# start of Source excerpt

Check if The Number is Fascinating

EASY

Description

You are given an integer n that consists of exactly 3 digits.

We call the number n fascinating if, after the following modification, the resulting number contains all the digits from 1 to 9 exactly once and does not contain any 0's:

  • Concatenate n with the numbers 2 * n and 3 * n.

Return true if n is fascinating, or false otherwise.

Concatenating two numbers means joining them together. For example, the concatenation of 121 and 371 is 121371.

 

Example 1:

Input: n = 192
Output: true
Explanation: We concatenate the numbers n = 192 and 2 * n = 384 and 3 * n = 576. The resulting number is 192384576. This number contains all the digits from 1 to 9 exactly once.

Example 2:

Input: n = 100
Output: false
Explanation: We concatenate the numbers n = 100 and 2 * n = 200 and 3 * n = 300. The resulting number is 100200300. This number does not satisfy any of the conditions.

 

Constraints:

  • 100 <= n <= 999

Approaches

Checkout 3 different approaches to solve Check if The Number is Fascinating. Click on different approaches to view the approach and algorithm in detail.

String Concatenation and Sorting

This approach involves creating the concatenated number as a string and then verifying its properties. The central idea is that if a 9-digit number contains every digit from 1 to 9 exactly once, then its characters, when sorted, must form the string "123456789". This provides a simple way to check the condition.

Algorithm

  • Calculate n2 = 2 * n and n3 = 3 * n.
  • Convert n, n2, and n3 to strings and concatenate them to form a single string s.
  • Check if the length of s is exactly 9. If not, the number cannot be fascinating, so return false.
  • Convert the string s into a character array.
  • Sort the character array in ascending order.
  • Create a new string from the sorted character array.
  • Compare this sorted string with the target string "123456789". If they are identical, it means the original concatenated number contained all digits from 1 to 9 exactly once. Return true. Otherwise, return false.

The first step is to perform the required calculation and concatenation. We compute 2 * n and 3 * n and then join n, 2 * n, and 3 * n together into a single string. A crucial preliminary check is the length of this string. For a number to be a permutation of digits 1 through 9, it must have exactly 9 digits. If the length is not 9, we can immediately conclude it's not fascinating. If the length is correct, we proceed by converting the string to a character array, which allows us to use standard sorting algorithms. After sorting the array, we convert it back to a string. The final step is a direct comparison of this sorted string with the constant string "123456789". An exact match confirms that the number is fascinating.

# end of Source excerpt
# start of Items

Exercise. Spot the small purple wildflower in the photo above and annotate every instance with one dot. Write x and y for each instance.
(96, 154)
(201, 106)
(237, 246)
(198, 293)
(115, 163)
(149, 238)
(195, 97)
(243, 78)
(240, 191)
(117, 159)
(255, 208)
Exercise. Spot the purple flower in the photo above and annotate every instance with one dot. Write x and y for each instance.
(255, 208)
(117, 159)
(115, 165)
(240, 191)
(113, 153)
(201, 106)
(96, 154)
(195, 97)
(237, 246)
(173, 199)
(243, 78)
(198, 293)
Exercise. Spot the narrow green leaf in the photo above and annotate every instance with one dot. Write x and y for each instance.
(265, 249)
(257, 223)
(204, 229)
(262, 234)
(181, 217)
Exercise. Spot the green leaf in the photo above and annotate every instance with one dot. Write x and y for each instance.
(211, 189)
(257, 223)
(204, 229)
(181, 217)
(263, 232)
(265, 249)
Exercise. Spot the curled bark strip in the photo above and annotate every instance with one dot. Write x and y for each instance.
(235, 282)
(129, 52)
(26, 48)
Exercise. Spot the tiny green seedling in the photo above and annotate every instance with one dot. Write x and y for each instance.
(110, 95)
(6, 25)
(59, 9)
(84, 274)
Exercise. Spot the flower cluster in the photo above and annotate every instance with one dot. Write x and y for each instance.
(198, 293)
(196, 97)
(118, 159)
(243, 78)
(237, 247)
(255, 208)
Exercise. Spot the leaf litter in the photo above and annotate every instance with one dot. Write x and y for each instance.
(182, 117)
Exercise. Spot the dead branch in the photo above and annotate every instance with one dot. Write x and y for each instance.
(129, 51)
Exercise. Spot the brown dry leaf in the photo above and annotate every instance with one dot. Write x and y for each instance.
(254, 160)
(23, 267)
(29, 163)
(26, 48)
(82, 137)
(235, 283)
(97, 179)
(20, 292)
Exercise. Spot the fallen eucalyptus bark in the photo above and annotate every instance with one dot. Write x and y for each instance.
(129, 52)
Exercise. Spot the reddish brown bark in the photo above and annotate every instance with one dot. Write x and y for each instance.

# end of Items

**Written instruction:** Using the fascinating-number problem text, decide whether each statement agrees with it: (a) for n = 192, the concatenated result is 192384576; (b) in the sorting approach, the length of the string is checked only after the characters have been sorted; (c) a number can still be fascinating if the result contains a 0, provided every digit from 1 to 9 appears once. For each, answer yes or no and quote the deciding words.

**Full answer:**
(a) Yes: "The resulting number is 192384576."
(b) No: "A crucial preliminary check is the length of this string."
(c) No: "the resulting number contains all the digits from 1 to 9 exactly once and does not contain any 0's"